List every username that appears as a post heading in the forum thread about suppressors becoming legal for hunting below.

**Passage to read**

━━━━

# Suppressors now legal



## elmer_fudd (Aug 7, 2014)

Just picked up a copy of the new regs, and it says suppressors are now legal for hunting on private land!

I never thought seriously about getting one before, but will look into one for my AR.


----------



## Ajohnson0587 (Aug 7, 2014)

better start looking for one now! I bought mine last yr in sept and have been waiting on my tax stamps since then. hopefully they will be showing up ay day now!


----------



## RamblinWreck (Aug 7, 2014)

Yeah, my Saker 7.62 suppressor tax stamp went "pending" in July, so I probably won't see it until Feb "15. I do have a .223 can and will use that soon on some piggies. Just need to get written permission from my lease owner to be legal first.


----------



## Ytka (Aug 7, 2014)

I'm just waiting for them to put Form 4's back on the efile system. I heard from a guy the other day that had an efile Form 1 for an SBR come back in 39 days.


----------



## GunnSmokeer (Aug 7, 2014)

━━━━

**Records provided**
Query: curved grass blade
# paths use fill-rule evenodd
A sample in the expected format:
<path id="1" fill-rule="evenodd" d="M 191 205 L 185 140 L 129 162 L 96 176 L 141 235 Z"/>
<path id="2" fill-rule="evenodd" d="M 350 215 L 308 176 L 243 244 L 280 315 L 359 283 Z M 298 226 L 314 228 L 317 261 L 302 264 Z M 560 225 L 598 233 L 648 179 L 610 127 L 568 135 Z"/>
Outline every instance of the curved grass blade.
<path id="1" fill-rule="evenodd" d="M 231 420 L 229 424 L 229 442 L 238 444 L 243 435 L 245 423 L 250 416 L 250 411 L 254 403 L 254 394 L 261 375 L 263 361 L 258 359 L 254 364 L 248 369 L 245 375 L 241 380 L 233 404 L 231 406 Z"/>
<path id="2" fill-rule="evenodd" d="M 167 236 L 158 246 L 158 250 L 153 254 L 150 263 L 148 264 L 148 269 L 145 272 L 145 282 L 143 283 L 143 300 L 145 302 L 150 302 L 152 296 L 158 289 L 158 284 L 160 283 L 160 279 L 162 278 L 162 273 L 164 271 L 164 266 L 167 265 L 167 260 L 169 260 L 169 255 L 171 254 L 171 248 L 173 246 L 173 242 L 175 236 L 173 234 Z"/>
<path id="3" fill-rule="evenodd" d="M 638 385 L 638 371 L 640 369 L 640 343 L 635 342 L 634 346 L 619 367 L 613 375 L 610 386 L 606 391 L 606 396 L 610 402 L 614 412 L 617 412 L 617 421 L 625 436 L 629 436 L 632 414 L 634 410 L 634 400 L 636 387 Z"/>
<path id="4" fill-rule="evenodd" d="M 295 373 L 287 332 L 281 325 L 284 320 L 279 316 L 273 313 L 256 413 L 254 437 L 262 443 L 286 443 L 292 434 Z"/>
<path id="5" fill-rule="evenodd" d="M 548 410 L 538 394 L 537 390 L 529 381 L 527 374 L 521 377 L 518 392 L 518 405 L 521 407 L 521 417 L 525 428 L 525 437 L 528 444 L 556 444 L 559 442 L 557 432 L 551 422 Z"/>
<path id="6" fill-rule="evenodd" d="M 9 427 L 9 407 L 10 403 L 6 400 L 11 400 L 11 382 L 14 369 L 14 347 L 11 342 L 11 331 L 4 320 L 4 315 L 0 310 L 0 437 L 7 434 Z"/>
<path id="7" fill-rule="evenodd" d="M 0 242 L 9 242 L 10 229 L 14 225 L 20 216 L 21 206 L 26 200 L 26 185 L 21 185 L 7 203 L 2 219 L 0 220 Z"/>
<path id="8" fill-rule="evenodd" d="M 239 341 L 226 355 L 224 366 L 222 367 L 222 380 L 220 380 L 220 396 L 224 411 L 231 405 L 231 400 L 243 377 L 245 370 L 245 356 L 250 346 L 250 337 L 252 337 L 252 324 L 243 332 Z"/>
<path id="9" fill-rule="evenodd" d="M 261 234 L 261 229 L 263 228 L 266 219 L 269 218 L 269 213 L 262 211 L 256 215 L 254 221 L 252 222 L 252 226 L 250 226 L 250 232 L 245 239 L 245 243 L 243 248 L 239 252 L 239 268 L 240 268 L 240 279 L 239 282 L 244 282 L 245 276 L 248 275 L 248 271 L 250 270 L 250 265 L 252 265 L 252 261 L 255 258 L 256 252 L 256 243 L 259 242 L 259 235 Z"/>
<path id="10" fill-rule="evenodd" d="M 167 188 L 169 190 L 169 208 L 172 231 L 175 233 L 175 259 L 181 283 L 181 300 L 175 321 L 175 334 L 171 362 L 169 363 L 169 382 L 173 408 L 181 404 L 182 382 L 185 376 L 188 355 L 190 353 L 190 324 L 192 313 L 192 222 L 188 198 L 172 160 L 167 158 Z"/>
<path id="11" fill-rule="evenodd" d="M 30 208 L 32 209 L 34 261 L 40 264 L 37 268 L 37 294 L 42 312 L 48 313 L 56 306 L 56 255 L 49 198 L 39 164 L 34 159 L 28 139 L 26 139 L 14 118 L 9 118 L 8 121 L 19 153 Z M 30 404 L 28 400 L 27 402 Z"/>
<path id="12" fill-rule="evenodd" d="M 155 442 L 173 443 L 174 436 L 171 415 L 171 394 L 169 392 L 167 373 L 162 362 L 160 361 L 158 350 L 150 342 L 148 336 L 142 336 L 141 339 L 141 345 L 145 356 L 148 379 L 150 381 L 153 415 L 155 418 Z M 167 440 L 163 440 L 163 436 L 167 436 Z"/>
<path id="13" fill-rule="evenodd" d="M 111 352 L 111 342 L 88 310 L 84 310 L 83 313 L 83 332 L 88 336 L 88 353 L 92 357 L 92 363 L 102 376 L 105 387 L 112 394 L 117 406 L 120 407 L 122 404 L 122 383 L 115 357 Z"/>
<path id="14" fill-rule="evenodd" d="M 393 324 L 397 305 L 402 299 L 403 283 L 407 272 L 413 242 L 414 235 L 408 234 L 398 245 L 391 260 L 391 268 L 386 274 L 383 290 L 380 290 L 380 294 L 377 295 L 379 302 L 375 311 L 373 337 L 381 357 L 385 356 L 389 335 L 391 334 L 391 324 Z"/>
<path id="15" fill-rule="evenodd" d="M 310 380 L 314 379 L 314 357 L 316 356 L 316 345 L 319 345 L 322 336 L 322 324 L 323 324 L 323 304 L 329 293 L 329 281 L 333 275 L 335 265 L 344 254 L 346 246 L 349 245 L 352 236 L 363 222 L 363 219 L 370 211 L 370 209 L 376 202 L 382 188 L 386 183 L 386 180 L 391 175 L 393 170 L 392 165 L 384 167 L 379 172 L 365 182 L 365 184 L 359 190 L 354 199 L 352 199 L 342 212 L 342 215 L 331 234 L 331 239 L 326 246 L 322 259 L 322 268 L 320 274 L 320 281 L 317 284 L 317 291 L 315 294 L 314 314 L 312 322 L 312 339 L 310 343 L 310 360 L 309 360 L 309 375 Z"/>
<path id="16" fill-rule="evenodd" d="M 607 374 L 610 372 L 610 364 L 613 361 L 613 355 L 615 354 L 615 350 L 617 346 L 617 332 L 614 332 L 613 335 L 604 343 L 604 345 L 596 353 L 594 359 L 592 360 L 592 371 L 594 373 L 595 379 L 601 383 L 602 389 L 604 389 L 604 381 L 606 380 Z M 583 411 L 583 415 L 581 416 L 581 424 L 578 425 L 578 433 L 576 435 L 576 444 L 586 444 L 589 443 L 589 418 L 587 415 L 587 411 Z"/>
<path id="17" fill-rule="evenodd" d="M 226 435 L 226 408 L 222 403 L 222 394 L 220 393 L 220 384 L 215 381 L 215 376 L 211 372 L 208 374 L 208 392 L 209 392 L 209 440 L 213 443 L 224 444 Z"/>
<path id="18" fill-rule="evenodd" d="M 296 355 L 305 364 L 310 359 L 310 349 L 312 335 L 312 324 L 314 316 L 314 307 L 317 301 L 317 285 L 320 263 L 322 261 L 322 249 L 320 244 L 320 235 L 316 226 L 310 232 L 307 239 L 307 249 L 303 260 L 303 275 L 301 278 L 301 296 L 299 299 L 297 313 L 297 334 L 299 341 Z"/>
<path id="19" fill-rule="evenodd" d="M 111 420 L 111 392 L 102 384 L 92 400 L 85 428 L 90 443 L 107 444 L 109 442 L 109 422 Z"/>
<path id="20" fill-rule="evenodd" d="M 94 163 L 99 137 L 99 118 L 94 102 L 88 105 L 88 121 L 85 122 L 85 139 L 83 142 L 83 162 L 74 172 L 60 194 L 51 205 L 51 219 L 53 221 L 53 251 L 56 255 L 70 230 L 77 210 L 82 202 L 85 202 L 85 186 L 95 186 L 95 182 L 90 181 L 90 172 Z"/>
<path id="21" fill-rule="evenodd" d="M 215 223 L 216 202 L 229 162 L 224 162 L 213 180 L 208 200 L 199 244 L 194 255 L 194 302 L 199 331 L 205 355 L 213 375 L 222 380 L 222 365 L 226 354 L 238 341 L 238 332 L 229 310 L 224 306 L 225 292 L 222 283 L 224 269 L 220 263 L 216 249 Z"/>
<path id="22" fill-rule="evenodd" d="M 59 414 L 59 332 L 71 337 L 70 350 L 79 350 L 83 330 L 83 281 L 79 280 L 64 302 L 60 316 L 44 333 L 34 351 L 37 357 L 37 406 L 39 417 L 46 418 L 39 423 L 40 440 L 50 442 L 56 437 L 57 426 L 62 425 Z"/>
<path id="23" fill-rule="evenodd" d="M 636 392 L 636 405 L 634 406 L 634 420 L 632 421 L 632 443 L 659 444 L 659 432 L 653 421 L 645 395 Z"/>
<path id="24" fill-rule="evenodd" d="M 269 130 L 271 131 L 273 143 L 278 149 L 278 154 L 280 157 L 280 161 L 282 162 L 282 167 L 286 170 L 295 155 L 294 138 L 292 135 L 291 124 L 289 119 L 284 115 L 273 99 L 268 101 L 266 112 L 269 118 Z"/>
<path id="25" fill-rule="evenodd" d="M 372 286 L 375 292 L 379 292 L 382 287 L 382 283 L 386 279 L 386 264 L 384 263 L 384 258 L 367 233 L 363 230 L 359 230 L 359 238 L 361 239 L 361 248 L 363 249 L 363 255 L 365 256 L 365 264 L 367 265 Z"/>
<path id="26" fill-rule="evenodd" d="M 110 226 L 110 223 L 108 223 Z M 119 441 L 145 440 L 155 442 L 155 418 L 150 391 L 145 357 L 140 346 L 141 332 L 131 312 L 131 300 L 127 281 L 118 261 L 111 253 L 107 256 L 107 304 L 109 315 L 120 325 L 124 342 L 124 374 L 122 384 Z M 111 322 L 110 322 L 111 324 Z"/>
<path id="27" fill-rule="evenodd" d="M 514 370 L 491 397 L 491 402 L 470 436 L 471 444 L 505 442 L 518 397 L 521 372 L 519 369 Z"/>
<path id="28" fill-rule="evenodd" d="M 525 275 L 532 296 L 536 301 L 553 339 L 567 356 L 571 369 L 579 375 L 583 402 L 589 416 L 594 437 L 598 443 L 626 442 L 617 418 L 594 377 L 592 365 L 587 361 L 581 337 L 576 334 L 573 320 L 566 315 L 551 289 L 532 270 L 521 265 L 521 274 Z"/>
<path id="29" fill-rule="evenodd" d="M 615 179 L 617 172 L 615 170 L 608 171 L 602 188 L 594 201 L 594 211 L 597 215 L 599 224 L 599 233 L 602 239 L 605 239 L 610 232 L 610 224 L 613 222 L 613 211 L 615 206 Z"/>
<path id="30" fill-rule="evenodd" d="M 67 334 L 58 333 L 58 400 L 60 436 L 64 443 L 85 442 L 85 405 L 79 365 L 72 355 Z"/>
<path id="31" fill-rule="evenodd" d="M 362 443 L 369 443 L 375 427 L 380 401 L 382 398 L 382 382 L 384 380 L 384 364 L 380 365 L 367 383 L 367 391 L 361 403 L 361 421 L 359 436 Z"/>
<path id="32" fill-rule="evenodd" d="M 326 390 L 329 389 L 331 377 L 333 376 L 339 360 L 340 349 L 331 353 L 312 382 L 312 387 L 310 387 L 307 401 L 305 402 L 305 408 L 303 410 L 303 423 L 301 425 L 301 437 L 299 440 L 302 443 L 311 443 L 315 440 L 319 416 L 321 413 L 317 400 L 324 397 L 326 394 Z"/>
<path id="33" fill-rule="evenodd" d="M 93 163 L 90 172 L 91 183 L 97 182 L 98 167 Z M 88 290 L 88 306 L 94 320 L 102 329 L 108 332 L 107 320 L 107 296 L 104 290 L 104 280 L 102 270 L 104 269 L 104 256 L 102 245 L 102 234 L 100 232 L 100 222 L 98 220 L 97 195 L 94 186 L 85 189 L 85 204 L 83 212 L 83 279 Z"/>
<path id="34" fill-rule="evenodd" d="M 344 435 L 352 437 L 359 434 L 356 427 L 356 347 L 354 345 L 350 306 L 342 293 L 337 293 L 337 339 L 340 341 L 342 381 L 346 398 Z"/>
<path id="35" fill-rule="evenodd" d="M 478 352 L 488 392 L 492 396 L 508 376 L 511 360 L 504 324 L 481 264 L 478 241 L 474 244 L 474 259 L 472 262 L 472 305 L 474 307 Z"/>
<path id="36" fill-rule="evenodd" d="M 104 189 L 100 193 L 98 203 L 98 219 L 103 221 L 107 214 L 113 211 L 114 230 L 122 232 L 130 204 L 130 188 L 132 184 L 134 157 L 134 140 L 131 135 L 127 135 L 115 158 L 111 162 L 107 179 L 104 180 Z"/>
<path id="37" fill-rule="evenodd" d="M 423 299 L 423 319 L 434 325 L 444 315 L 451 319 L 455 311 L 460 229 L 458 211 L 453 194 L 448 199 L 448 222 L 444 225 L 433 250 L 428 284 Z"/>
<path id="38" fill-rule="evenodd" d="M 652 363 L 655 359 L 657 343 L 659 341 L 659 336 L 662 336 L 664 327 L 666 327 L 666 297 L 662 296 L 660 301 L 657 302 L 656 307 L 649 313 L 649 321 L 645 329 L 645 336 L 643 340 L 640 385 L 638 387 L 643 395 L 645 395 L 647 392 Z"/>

━━━━

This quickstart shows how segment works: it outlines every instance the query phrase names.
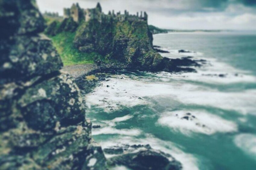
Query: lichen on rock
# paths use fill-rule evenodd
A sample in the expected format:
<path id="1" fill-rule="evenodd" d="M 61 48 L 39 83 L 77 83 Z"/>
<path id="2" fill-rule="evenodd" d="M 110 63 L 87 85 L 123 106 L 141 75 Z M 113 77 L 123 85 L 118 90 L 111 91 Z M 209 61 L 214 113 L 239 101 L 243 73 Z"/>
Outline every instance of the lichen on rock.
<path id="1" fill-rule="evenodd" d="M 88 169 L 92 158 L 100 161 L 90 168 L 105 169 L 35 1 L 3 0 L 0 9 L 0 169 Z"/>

━━━━

**The output**
elmer_fudd
Ajohnson0587
RamblinWreck
Ytka
GunnSmokeer